Given passage ::
==================================================
Here is the most complete list of database support of dual from https://blog.jooq.org/tag/dual-table/:
In many other RDBMS, there is no need for dummy tables, as you can
issue statements like these:
SELECT 1;
SELECT 1 + 1;
SELECT SQRT(2);
These are the RDBMS, where the above is generally possible:
H2
MySQL
Ingres
Postgres
SQLite
SQL Server
Sybase ASE
In other RDBMS, dummy tables are required, like in Oracle. Hence,
you’ll need to write things like these:
SELECT 1 FROM DUAL;
SELECT 1 + 1 FROM DUAL;
SELECT SQRT(2) FROM DUAL;
These are the RDBMS and their respective dummy tables:
DB2: SYSIBM.DUAL
Derby: SYSIBM.SYSDUMMY1
H2: Optionally supports DUAL
HSQLDB: INFORMATION_SCHEMA.SYSTEM_USERS
MySQL: Optionally supports DUAL
Oracle: DUAL
Sybase SQL Anywhere: SYS.DUMMY
Ingres has no DUAL, but would actually need it as in Ingres you cannot
have a WHERE, GROUP BY or HAVING clause without a FROM clause.

In SQL Server type:
Select 'Your Text'
There is no need for the FROM or WHERE clause.

You can. I'm using the following lines in a StackExchange Data Explorer query:
SELECT
(SELECT COUNT(*) FROM VotesOnPosts WHERE VoteTypeName = 'UpMod' AND UserId = #UserID AND PostTypeId = 2) AS TotalUpVotes,
(SELECT COUNT(*) FROM Answers WHERE UserId = #UserID) AS TotalAnswers
The Data Exchange uses Transact-SQL (the SQL Server proprietary extensions to SQL).
You can try it yourself by running a query like:
SELECT 'Hello world'

There is another possibility - standalone VALUES():
VALUES ('Hello World');
Output:
column1
Hello World
It is useful when you need to specify multiple values in compact way:
VALUES (1, 'a'), (2, 'b'), (3, 'c');
Output:
column1 column2
1 a
2 b
3 c
DBFiddle Demo
This syntax is supported by SQLite/PostgreSQL/DB LUW/MariaDB 10.3.

In Firebird, you can do this:
select "Hello world" from RDB$DATABASE;
RDB$DATABASE is a special table that always has one row.

I think it is not possible. Theoretically: select performs two sorts of things:
narrow/broaden the set (set-theory);
mapping the result.
The first one can be seen as a horizontal diminishing opposed to the where-clause which can be seen as a vertical diminishing. On the other hand, a join can augment the set horizontally where a union can augment the set vertically.
augmentation diminishing
horizontal join/select select
vertical union where/inner-join
The second one is a mapping. A mapping, is more a converter. In SQL it takes some fields and returns zero or more fields. In the select, you can use some aggregate functions like, sum, avg etc. Or take all the columnvalues an convert them to string. In C# linq, we say that a select accepts an object of type T and returns an object of type U.
I think the confusion comes by the fact that you can do: select 'howdy' from <table_name>. This feature is the mapping, the converter part of the select. You are not printing something, but converting! In your example:
SELECT "
WHERE 1 = 1
you are converting nothing/null into "Hello world" and you narrow the set of nothing / no table into one row, which, imho make no sense at all.
==================================================
Instructions ::
(1) Edit the entries beginning at the line that has "target: <item>lamp post</item>" and stopping after the line that has "M 68 62 L 66 49 L 44 52 L 43 58 L 45 65 Z", swapping "segment" for "outline" and changing nothing else. Omit the pictures from your answer.
(2) Continue the discussion of running SELECT statements without a FROM clause from the point where it ends.

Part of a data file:
==================================================
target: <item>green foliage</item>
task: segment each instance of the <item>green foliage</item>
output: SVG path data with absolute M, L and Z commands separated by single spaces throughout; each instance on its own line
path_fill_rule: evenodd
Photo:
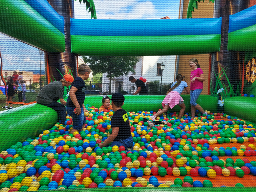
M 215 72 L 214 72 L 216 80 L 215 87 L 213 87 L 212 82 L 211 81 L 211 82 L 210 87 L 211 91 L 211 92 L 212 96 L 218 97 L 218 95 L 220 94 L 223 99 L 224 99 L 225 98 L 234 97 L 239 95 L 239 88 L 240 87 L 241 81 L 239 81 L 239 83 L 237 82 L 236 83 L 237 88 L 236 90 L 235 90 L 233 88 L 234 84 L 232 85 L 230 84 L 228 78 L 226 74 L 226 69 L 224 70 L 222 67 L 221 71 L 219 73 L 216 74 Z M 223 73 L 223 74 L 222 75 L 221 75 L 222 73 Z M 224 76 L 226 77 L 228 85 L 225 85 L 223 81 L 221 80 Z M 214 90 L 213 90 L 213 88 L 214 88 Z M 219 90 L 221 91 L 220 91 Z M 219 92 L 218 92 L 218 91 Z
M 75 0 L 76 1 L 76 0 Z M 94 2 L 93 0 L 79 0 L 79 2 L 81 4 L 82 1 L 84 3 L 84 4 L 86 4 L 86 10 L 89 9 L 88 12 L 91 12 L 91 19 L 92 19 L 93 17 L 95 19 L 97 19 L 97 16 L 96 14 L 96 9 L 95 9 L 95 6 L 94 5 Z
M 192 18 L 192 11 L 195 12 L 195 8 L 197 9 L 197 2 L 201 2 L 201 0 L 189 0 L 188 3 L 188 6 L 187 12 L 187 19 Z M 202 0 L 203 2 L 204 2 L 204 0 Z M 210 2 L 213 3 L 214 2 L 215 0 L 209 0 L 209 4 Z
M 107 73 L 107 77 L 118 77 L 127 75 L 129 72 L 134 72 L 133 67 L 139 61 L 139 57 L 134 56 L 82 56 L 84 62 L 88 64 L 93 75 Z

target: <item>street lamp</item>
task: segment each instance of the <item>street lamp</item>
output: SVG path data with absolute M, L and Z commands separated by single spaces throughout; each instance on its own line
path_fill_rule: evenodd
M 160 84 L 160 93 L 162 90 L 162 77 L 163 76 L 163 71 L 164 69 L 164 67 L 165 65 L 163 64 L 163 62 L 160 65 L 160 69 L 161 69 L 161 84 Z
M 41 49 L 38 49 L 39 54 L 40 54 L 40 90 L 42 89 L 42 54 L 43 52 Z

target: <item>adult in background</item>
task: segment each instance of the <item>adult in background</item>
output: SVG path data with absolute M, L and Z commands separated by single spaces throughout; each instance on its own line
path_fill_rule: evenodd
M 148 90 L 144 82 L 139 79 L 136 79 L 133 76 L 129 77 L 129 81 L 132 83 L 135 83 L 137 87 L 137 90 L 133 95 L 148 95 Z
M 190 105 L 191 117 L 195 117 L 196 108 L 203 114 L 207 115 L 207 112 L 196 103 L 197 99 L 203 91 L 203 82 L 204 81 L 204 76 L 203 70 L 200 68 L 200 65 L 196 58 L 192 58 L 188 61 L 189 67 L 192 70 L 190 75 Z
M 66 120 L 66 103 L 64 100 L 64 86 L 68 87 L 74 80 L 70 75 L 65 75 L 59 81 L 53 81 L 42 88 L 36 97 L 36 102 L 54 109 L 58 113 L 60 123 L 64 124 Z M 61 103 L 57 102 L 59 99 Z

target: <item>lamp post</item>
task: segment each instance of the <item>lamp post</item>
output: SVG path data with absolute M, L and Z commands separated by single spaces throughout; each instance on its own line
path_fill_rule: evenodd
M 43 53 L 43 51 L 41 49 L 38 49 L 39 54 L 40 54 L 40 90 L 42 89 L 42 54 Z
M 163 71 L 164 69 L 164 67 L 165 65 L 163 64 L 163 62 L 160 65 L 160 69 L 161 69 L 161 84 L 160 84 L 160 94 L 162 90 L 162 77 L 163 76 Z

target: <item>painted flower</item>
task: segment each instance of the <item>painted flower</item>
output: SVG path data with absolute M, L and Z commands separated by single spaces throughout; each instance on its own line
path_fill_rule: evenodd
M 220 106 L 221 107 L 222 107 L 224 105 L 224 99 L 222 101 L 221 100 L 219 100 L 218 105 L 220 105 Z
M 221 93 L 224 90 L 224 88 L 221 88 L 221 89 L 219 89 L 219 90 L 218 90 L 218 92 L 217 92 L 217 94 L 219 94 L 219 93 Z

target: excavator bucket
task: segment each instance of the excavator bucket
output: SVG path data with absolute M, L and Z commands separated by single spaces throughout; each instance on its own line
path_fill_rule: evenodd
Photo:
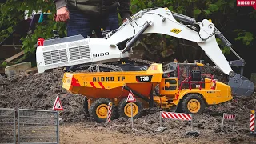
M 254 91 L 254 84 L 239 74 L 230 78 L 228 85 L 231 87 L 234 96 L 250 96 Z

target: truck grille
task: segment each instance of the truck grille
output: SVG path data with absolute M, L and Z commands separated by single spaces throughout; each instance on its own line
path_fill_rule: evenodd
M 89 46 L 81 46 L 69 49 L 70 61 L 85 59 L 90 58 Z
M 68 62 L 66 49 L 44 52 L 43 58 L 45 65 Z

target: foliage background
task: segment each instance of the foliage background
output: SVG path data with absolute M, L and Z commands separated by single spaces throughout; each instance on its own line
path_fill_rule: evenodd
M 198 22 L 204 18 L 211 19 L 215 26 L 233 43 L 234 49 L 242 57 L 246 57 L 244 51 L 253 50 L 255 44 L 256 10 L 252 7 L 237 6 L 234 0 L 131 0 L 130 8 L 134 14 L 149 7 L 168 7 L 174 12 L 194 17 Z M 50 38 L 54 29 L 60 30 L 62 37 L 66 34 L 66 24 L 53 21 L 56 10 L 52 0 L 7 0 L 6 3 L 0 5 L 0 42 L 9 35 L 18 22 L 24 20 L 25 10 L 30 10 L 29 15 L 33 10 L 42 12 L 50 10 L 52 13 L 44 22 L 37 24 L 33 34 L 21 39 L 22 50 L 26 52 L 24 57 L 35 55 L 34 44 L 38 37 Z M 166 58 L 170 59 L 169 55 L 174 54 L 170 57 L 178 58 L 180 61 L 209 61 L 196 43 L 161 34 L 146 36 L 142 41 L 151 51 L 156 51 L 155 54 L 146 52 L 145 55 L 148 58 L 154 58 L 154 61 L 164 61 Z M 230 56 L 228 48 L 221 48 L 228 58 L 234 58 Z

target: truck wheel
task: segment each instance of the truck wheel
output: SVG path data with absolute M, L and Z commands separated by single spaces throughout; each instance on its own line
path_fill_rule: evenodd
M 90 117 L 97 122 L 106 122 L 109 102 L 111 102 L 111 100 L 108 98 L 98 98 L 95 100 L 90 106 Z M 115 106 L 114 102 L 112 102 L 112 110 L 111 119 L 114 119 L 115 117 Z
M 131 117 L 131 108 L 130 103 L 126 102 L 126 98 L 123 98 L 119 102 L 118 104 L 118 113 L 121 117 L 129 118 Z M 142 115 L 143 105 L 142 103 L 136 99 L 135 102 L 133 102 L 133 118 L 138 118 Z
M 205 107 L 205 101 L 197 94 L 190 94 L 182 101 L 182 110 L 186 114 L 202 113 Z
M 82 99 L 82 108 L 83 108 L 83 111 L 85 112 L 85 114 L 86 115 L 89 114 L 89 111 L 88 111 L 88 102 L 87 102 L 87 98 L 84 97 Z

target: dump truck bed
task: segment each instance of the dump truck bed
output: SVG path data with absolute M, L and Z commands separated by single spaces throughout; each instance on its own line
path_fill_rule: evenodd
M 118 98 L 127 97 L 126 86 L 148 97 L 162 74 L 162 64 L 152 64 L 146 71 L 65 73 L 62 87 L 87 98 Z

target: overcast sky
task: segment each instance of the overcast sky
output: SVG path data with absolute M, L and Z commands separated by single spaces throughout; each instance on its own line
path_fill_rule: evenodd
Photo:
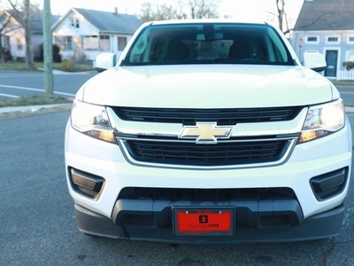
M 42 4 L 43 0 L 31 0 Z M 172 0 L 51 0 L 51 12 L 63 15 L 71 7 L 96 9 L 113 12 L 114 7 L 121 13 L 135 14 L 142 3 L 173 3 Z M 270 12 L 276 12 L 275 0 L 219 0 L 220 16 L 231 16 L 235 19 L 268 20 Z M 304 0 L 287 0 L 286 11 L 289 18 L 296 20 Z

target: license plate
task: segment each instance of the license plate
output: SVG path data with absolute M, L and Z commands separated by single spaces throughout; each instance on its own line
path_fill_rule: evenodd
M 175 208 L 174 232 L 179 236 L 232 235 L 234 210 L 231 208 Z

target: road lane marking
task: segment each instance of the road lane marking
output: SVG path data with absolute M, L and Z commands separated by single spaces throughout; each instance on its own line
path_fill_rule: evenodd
==================================================
Answers to the exercise ::
(1)
target: <item>lamp post</item>
task: outline each instance of the <item>lamp post</item>
output: SVG path data with absolute M, L and Z commands separated by single spaces throughout; each instance on its own line
path_fill_rule: evenodd
M 43 53 L 43 51 L 41 49 L 38 49 L 39 54 L 40 54 L 40 90 L 42 89 L 42 54 Z
M 163 71 L 164 69 L 164 67 L 165 65 L 163 64 L 163 62 L 160 65 L 160 69 L 161 69 L 161 84 L 160 84 L 160 94 L 162 90 L 162 77 L 163 76 Z

target: <item>painted flower</item>
task: outline each instance of the <item>painted flower</item>
output: SVG path data with absolute M, L and Z commands separated by single spaces throughout; each instance on its own line
path_fill_rule: evenodd
M 220 106 L 221 107 L 222 107 L 224 105 L 224 99 L 222 101 L 221 100 L 219 100 L 218 105 L 220 105 Z
M 221 93 L 224 90 L 224 88 L 221 88 L 221 89 L 219 89 L 219 90 L 218 90 L 218 92 L 217 92 L 217 94 L 219 94 L 219 93 Z

target: excavator bucket
task: outline each instance of the excavator bucket
output: SVG path data with absolute M, L and Z commands separated by single spaces throughout; each instance on its own line
path_fill_rule: evenodd
Photo:
M 254 91 L 254 84 L 239 74 L 230 78 L 228 85 L 231 87 L 234 96 L 250 96 Z

target: truck grille
task: outline each instance of the truck grille
output: SVG path data with absolute M, L and Z commands separated by single spaces throughout; each instance on its own line
path_fill_rule: evenodd
M 89 46 L 81 46 L 69 49 L 70 61 L 85 59 L 90 58 Z
M 68 62 L 66 49 L 44 52 L 43 58 L 45 65 Z

(2)
You may notice that, if you don't constrain the number of columns, "Hello world" is printed for each available row in the table. I hope, you understand why by now. Your select takes nothing from the available columns and creates one column with the text: "Hello world".
So, my answer is NO. You can't just leave out the from-clause because the select always needs table-columns to perform on.

In Standard SQL, no. A WHERE clause implies a table expression.
From the SQL-92 spec:
7.6 "where clause"
Function
Specify a table derived by the
application of a "search condition" to
the result of the preceding "from
clause".
In turn:
7.4 "from clause"
Function
Specify a table derived from one or more named tables.
A Standard way of doing it (i.e. should work on any SQL product):
SELECT DISTINCT 'Hello world' AS new_value
FROM AnyTableWithOneOrMoreRows
WHERE 1 = 1;
...assuming you want to change the WHERE clause to something more meaningful, otherwise it can be omitted.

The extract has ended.